**Rows from a dataset**
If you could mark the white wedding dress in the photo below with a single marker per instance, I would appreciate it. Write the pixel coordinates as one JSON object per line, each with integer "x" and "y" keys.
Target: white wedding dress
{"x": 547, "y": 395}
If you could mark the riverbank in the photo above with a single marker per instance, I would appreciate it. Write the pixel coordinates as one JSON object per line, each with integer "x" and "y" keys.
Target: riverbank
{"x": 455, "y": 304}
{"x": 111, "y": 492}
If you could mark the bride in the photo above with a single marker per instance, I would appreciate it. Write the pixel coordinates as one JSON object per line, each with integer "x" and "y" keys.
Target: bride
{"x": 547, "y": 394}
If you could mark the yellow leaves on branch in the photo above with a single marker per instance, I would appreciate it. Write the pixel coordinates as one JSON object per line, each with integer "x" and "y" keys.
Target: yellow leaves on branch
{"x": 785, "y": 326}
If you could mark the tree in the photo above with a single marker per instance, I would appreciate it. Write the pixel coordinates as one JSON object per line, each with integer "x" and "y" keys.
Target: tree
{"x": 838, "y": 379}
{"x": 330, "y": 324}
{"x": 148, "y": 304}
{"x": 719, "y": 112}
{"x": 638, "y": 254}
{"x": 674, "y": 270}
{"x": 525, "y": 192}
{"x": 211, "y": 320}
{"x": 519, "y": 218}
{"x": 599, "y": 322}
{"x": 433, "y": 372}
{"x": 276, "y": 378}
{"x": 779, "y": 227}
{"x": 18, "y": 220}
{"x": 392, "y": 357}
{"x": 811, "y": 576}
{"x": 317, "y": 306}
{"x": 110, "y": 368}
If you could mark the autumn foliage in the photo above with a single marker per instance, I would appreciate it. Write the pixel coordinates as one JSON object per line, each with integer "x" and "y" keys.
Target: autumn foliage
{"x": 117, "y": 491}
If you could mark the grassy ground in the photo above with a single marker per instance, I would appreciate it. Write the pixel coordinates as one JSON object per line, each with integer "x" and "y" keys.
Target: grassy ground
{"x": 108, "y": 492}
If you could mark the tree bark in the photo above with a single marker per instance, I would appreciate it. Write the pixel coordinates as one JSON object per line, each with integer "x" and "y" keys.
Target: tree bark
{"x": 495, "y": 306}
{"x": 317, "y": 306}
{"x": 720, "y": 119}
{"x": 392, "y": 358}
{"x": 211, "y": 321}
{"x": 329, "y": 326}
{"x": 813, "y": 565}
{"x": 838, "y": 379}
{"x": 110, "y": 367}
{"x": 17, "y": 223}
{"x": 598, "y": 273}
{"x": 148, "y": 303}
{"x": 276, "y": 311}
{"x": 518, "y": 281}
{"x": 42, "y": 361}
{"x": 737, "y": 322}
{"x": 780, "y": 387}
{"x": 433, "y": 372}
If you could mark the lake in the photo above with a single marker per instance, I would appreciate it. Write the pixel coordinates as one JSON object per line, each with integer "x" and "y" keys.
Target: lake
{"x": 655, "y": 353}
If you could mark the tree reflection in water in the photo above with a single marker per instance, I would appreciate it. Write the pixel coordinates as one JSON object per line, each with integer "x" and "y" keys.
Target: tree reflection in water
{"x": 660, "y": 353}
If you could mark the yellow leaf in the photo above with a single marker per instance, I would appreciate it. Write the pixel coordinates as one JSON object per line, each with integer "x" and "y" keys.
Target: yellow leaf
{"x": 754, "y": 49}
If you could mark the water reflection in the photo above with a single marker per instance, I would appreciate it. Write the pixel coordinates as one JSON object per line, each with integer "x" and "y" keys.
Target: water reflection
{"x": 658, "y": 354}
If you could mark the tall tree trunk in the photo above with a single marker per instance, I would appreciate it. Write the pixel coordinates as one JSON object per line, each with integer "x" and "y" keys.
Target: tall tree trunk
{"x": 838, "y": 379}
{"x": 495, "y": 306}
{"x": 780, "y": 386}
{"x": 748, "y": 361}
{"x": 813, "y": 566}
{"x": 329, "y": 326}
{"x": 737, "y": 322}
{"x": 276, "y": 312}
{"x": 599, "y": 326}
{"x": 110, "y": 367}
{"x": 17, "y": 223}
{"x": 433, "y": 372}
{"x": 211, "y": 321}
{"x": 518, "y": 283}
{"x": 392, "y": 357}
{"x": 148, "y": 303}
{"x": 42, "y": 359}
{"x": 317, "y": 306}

**YOUR GOAL**
Rewrite the records from the line containing "If you could mark the tall" through the end of the records, with the requests included, and increase every x and y coordinate in the answers by 4.

**TASK ANSWER**
If you could mark the tall tree trunk in the photo above with a single marker per instance, I would appreciate it. Write the pixel coordinates as one JSON object per line, each with integer "x" and "y" keys.
Target: tall tree trunk
{"x": 842, "y": 383}
{"x": 499, "y": 310}
{"x": 784, "y": 390}
{"x": 752, "y": 365}
{"x": 817, "y": 570}
{"x": 333, "y": 330}
{"x": 741, "y": 326}
{"x": 280, "y": 316}
{"x": 603, "y": 330}
{"x": 114, "y": 371}
{"x": 21, "y": 227}
{"x": 437, "y": 376}
{"x": 215, "y": 325}
{"x": 522, "y": 287}
{"x": 396, "y": 361}
{"x": 152, "y": 307}
{"x": 46, "y": 363}
{"x": 321, "y": 310}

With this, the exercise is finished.